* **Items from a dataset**
○ ○ ○ ○ ○
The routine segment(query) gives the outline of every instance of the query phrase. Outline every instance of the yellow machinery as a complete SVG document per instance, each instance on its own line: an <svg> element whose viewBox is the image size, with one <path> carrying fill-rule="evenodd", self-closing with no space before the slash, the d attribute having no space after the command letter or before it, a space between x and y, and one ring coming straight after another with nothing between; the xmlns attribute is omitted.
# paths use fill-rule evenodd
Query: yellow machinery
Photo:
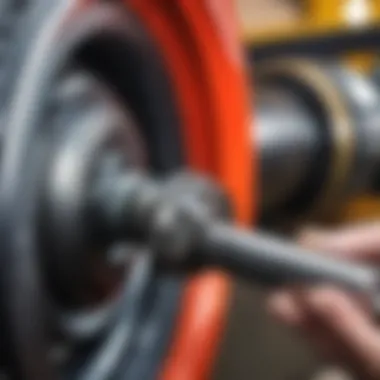
<svg viewBox="0 0 380 380"><path fill-rule="evenodd" d="M379 0L238 0L238 4L243 36L249 44L278 43L337 31L351 32L370 28L380 19ZM261 23L254 20L255 27L250 23L250 12L244 16L246 9L251 7L256 9L258 16L267 15ZM262 11L257 12L257 7Z"/></svg>

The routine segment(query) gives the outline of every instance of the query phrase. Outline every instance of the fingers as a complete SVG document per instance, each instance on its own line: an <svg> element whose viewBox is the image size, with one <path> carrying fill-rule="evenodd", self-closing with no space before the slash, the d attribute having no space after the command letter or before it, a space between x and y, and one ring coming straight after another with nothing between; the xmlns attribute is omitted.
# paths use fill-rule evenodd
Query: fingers
<svg viewBox="0 0 380 380"><path fill-rule="evenodd" d="M380 224L308 230L299 242L349 259L380 261ZM297 327L324 353L348 363L359 378L380 379L380 330L355 297L331 288L288 289L269 297L269 311Z"/></svg>
<svg viewBox="0 0 380 380"><path fill-rule="evenodd" d="M301 245L352 259L380 260L380 223L353 225L339 230L307 229L298 236Z"/></svg>
<svg viewBox="0 0 380 380"><path fill-rule="evenodd" d="M268 311L285 325L300 331L314 347L331 360L337 361L334 342L324 326L312 315L304 302L301 292L282 291L273 294L268 300Z"/></svg>
<svg viewBox="0 0 380 380"><path fill-rule="evenodd" d="M344 255L352 259L380 260L380 223L355 225L339 230L309 229L299 235L304 246L322 252ZM269 297L270 312L288 324L299 324L305 313L294 297L295 290L287 289Z"/></svg>
<svg viewBox="0 0 380 380"><path fill-rule="evenodd" d="M380 223L354 225L339 230L308 229L299 235L299 243L352 259L380 260ZM300 324L305 314L294 289L273 294L269 297L268 307L278 319L290 325Z"/></svg>
<svg viewBox="0 0 380 380"><path fill-rule="evenodd" d="M358 352L366 351L374 335L378 335L370 316L339 290L309 290L302 302L308 313L334 331L335 338L345 345L356 347Z"/></svg>
<svg viewBox="0 0 380 380"><path fill-rule="evenodd" d="M330 288L283 291L270 297L269 311L329 359L365 374L361 378L380 378L380 332L352 297Z"/></svg>
<svg viewBox="0 0 380 380"><path fill-rule="evenodd" d="M369 378L380 377L380 332L352 297L314 289L305 294L303 307L352 368Z"/></svg>
<svg viewBox="0 0 380 380"><path fill-rule="evenodd" d="M318 329L334 330L345 345L355 343L359 348L357 338L366 343L367 337L377 331L371 314L360 302L331 288L278 291L269 297L268 310L283 323L308 333L317 325ZM358 331L353 326L363 328Z"/></svg>

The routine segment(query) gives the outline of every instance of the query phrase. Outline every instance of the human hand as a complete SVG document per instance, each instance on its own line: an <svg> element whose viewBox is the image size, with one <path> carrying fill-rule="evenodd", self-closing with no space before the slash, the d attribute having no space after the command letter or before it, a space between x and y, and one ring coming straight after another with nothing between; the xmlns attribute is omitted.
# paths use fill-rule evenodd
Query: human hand
<svg viewBox="0 0 380 380"><path fill-rule="evenodd" d="M338 231L311 230L299 243L349 260L380 264L380 224ZM298 328L327 358L360 380L380 379L380 327L353 295L332 287L283 289L268 301L269 311Z"/></svg>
○ ○ ○ ○ ○
* **What needs to be done**
Only the records, copied exactly and without pictures, should make up the answer.

* **Task answer**
The routine segment(query) gives the outline of every instance of the query phrase. Outline every instance of the yellow machinery as a complete SVG document per instance, each instance on its own line: an <svg> element whose viewBox is the image size, with one <path> carrying fill-rule="evenodd", self-closing with no space before the slash, the d attribute having no space after the command letter or before it, a space between x and y, and one ring coming straight after another with nothing between; the xmlns attribute is omitted.
# paths use fill-rule evenodd
Query: yellow machinery
Photo:
<svg viewBox="0 0 380 380"><path fill-rule="evenodd" d="M379 0L238 0L238 4L243 36L249 44L278 43L337 31L351 32L370 28L380 19ZM261 23L254 20L255 27L250 23L250 12L244 16L246 9L251 7L256 9L258 16L267 15ZM262 11L257 12L257 7Z"/></svg>

The routine segment(query) gives the outline of every instance of the query phrase. Outline every instance of the fingers as a complete SVG document per instance, each instance on its own line: an <svg> element whose viewBox is the image size, with one <path> carrying fill-rule="evenodd", self-closing with no space before the slash, the d attribute having no space after the command letter or before it, a space between x and y, and one ring coming straight after another with nothing between; the xmlns attribute is omitted.
# paths use fill-rule evenodd
Query: fingers
<svg viewBox="0 0 380 380"><path fill-rule="evenodd" d="M380 224L308 230L299 242L349 259L380 261ZM297 327L324 353L348 363L359 378L380 379L380 330L355 297L331 288L288 289L269 297L269 311Z"/></svg>
<svg viewBox="0 0 380 380"><path fill-rule="evenodd" d="M301 245L352 259L380 260L380 223L353 225L339 230L307 229L298 236Z"/></svg>
<svg viewBox="0 0 380 380"><path fill-rule="evenodd" d="M268 311L285 325L300 331L314 347L331 360L337 361L334 342L324 326L312 315L304 302L301 292L282 291L273 294L268 300Z"/></svg>
<svg viewBox="0 0 380 380"><path fill-rule="evenodd" d="M344 255L352 259L380 260L380 223L355 225L339 230L309 229L299 235L304 246L322 252ZM269 297L270 312L288 324L299 324L305 313L294 297L295 290L287 289Z"/></svg>
<svg viewBox="0 0 380 380"><path fill-rule="evenodd" d="M380 223L354 225L339 230L308 229L299 235L299 243L352 259L380 260ZM300 324L305 314L294 289L273 294L269 297L268 307L278 319L290 325Z"/></svg>
<svg viewBox="0 0 380 380"><path fill-rule="evenodd" d="M358 352L366 351L374 335L378 335L370 316L339 290L309 290L302 302L308 313L334 331L335 338L345 345L356 347Z"/></svg>
<svg viewBox="0 0 380 380"><path fill-rule="evenodd" d="M330 288L283 291L270 297L269 311L329 359L365 374L361 378L380 378L380 332L352 297Z"/></svg>
<svg viewBox="0 0 380 380"><path fill-rule="evenodd" d="M369 378L380 377L380 332L352 297L314 289L305 294L303 307L352 368Z"/></svg>
<svg viewBox="0 0 380 380"><path fill-rule="evenodd" d="M318 329L334 330L345 345L355 343L359 348L357 338L366 343L367 337L377 331L371 314L360 302L331 288L278 291L269 297L268 310L283 323L308 333L317 325ZM358 331L353 326L363 328Z"/></svg>

The routine segment(query) gives the outline of every instance of the query phrase. Outline every instance of the human hand as a complete SVG document per instance, each instance on its own line: an <svg> element whose viewBox is the image size, with one <path> carrying fill-rule="evenodd", self-closing with no space before the slash, the d attribute having no space after the command letter or before it, a space between x and y, and one ring coming straight after another with nothing between; the xmlns attribute is omitted.
# paths use fill-rule evenodd
Query: human hand
<svg viewBox="0 0 380 380"><path fill-rule="evenodd" d="M338 231L311 230L299 243L349 260L380 264L380 224ZM298 328L327 358L360 380L380 379L380 327L353 295L332 287L283 289L268 301L269 311Z"/></svg>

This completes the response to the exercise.